* PROVIDED ENTRIES
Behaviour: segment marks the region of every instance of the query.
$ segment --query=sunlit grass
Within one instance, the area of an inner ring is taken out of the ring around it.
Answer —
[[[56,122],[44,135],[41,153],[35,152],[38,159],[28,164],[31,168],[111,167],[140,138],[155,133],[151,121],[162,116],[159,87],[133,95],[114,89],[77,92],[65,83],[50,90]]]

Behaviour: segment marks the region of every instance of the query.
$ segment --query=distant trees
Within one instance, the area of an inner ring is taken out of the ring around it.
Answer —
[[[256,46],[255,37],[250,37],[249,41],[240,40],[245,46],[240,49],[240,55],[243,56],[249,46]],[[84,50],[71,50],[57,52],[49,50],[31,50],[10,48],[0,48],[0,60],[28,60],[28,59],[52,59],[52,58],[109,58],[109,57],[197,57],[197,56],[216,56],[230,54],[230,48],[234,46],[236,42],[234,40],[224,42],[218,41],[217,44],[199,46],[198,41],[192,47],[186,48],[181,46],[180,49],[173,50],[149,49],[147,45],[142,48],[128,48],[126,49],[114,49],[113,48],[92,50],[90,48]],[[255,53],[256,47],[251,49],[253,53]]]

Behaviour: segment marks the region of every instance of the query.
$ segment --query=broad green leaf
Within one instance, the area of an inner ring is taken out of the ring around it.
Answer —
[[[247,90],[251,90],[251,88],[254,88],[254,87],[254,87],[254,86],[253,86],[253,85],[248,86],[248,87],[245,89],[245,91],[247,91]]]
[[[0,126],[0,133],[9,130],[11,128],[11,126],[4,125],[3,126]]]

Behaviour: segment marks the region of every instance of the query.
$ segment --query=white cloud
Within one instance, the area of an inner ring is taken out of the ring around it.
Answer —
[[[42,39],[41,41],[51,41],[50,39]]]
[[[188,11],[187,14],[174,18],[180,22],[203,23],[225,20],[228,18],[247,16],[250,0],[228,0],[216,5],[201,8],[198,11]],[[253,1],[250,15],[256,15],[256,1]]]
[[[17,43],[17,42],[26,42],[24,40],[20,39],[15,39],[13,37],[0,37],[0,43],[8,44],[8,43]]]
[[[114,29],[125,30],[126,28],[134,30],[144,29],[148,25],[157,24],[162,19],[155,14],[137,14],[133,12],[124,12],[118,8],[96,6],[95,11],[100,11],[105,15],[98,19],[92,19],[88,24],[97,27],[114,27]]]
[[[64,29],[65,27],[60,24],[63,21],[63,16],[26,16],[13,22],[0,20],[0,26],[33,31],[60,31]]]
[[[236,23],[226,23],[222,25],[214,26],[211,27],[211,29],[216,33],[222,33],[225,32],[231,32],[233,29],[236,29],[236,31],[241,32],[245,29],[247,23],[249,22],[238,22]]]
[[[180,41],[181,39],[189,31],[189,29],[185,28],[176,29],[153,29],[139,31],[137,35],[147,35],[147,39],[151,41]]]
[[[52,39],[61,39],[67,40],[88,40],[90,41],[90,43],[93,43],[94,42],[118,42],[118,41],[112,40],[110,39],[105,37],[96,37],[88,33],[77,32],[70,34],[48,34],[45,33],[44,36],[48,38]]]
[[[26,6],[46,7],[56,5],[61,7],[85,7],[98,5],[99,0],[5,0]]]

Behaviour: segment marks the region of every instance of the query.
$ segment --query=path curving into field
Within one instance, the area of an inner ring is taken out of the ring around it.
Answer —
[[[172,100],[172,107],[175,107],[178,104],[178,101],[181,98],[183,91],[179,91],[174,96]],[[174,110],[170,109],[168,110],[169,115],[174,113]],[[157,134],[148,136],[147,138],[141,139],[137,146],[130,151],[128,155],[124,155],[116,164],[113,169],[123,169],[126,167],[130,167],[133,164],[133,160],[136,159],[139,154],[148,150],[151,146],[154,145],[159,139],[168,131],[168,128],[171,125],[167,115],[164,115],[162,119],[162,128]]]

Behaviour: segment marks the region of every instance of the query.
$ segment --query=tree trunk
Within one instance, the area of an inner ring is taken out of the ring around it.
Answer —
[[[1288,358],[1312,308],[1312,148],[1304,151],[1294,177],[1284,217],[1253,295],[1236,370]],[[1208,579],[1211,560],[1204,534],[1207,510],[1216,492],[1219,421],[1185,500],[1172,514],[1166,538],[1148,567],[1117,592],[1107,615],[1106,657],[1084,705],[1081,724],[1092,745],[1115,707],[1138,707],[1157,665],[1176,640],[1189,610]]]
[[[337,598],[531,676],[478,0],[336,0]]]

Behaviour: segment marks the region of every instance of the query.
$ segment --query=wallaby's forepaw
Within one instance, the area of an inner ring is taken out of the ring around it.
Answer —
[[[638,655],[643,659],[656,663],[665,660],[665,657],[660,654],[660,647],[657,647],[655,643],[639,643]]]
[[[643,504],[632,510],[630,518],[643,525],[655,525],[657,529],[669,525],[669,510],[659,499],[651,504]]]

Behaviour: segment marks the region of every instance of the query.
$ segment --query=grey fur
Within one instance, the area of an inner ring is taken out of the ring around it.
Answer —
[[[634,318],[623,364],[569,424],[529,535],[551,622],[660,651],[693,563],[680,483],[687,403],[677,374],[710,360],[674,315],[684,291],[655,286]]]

* WORK TO COMPLETE
Retype the entire listing above line for line, keeping every character and line break unchanged.

* SOLUTION TO THIS PROBLEM
Behaviour: segment marks the region of every instance of the query.
$ segment --query=sunlit grass
Within one instance, the area of an inner ring is taken out of the ring around it.
Answer —
[[[56,122],[44,135],[41,153],[35,152],[38,159],[28,164],[31,168],[111,167],[140,138],[155,133],[151,121],[162,116],[159,87],[133,95],[114,89],[77,92],[65,83],[50,90]]]

Behaviour: segment marks the region of every instance of the query.
$ segment --query=distant trees
Within one instance, the area of an inner ring is taken out of the ring around it.
Answer —
[[[256,46],[255,37],[250,37],[249,41],[240,40],[245,46],[240,49],[240,55],[243,56],[249,46]],[[84,50],[71,50],[57,52],[49,50],[31,50],[10,48],[0,48],[0,60],[28,60],[28,59],[52,59],[52,58],[109,58],[109,57],[197,57],[197,56],[216,56],[230,54],[230,48],[234,46],[236,42],[234,40],[224,42],[218,41],[217,44],[199,46],[198,41],[192,47],[186,48],[181,46],[180,49],[173,50],[149,49],[147,45],[142,48],[128,48],[126,49],[114,49],[113,48],[92,50],[90,48]],[[255,53],[256,47],[251,49],[253,53]]]

Behaviour: segment marks the region of every instance of the query.
$ segment --query=broad green leaf
Within one instance, the area of an inner ring is taken out of the ring around it.
Answer —
[[[247,90],[251,90],[251,88],[254,88],[254,87],[254,87],[254,86],[253,86],[253,85],[248,86],[248,87],[245,89],[245,91],[247,91]]]
[[[0,126],[0,133],[9,130],[11,128],[11,126],[4,125],[3,126]]]

Behaviour: segment marks the region of every instance of the query.
$ segment --query=white cloud
Within one instance, the area of an inner ring is taken out of the ring around it.
Answer —
[[[42,39],[41,41],[51,41],[50,39]]]
[[[188,11],[187,14],[174,18],[180,22],[203,23],[225,20],[228,18],[247,16],[250,0],[228,0],[216,5],[201,8],[198,11]],[[253,1],[250,15],[256,15],[256,1]]]
[[[17,43],[17,42],[26,42],[24,40],[20,39],[15,39],[13,37],[0,37],[0,43],[8,44],[8,43]]]
[[[114,29],[125,30],[126,28],[134,30],[144,29],[148,25],[157,24],[162,19],[155,14],[137,14],[133,12],[124,12],[118,8],[96,6],[95,11],[100,11],[105,15],[98,19],[92,19],[88,24],[97,27],[114,27]]]
[[[64,29],[65,27],[60,24],[63,21],[63,16],[26,16],[13,22],[0,20],[0,26],[33,31],[60,31]]]
[[[236,23],[226,23],[222,25],[214,26],[211,27],[211,29],[216,33],[222,33],[225,32],[231,32],[233,29],[236,29],[236,31],[241,32],[245,29],[247,23],[249,22],[238,22]]]
[[[180,41],[181,39],[189,31],[189,29],[185,28],[176,29],[153,29],[139,31],[137,35],[147,35],[147,39],[151,41]]]
[[[52,39],[61,39],[67,40],[88,40],[90,41],[90,43],[93,43],[94,42],[118,42],[118,41],[112,40],[110,39],[105,37],[96,37],[88,33],[77,32],[70,34],[48,34],[45,33],[44,36],[48,38]]]
[[[26,6],[46,7],[56,5],[61,7],[85,7],[98,5],[99,0],[5,0]]]

Behaviour: segment marks the region of every instance of the query.
$ segment --query=path curving into field
Within one instance, the area of an inner ring is taken out of the ring around it.
Answer —
[[[172,100],[172,107],[175,107],[178,104],[178,101],[181,98],[183,91],[179,91],[174,96]],[[174,110],[170,109],[168,110],[169,115],[174,113]],[[157,134],[148,136],[147,138],[141,139],[137,146],[130,151],[128,155],[124,155],[116,164],[113,169],[123,169],[126,167],[130,167],[133,164],[133,160],[136,159],[139,154],[148,150],[151,146],[154,145],[159,139],[168,131],[168,128],[171,125],[167,115],[164,115],[162,119],[162,128]]]

Behaviour: segment marks the region of every instance of the query.
$ segment --query=tree trunk
Within one instance, the area of an inner ring is taken out of the ring around it.
Answer —
[[[1288,358],[1312,308],[1312,148],[1304,151],[1294,177],[1284,217],[1253,295],[1236,370]],[[1208,579],[1211,560],[1204,534],[1207,510],[1216,492],[1219,421],[1185,500],[1172,514],[1166,538],[1148,567],[1117,592],[1107,615],[1106,657],[1084,705],[1081,724],[1092,745],[1115,707],[1138,707],[1157,665],[1176,640],[1189,610]]]
[[[337,598],[531,676],[478,0],[336,0]]]

Behaviour: segment marks the region of every instance of the query.
$ segment --query=wallaby's forepaw
Within one instance, the area of an inner ring is taken out of the ring around it.
Answer —
[[[638,655],[643,659],[656,663],[665,660],[665,657],[660,654],[660,647],[657,647],[655,643],[639,643]]]
[[[643,504],[632,510],[630,518],[643,525],[655,525],[657,529],[669,525],[669,510],[659,499],[651,504]]]

Behaviour: segment marks the region of every instance of the query.
$ segment --query=grey fur
Within one instance, the area of an inner ring is taken out of the ring around it.
Answer —
[[[634,318],[623,364],[569,424],[529,535],[551,622],[660,651],[693,563],[680,483],[687,403],[677,374],[710,360],[674,315],[684,291],[655,286]]]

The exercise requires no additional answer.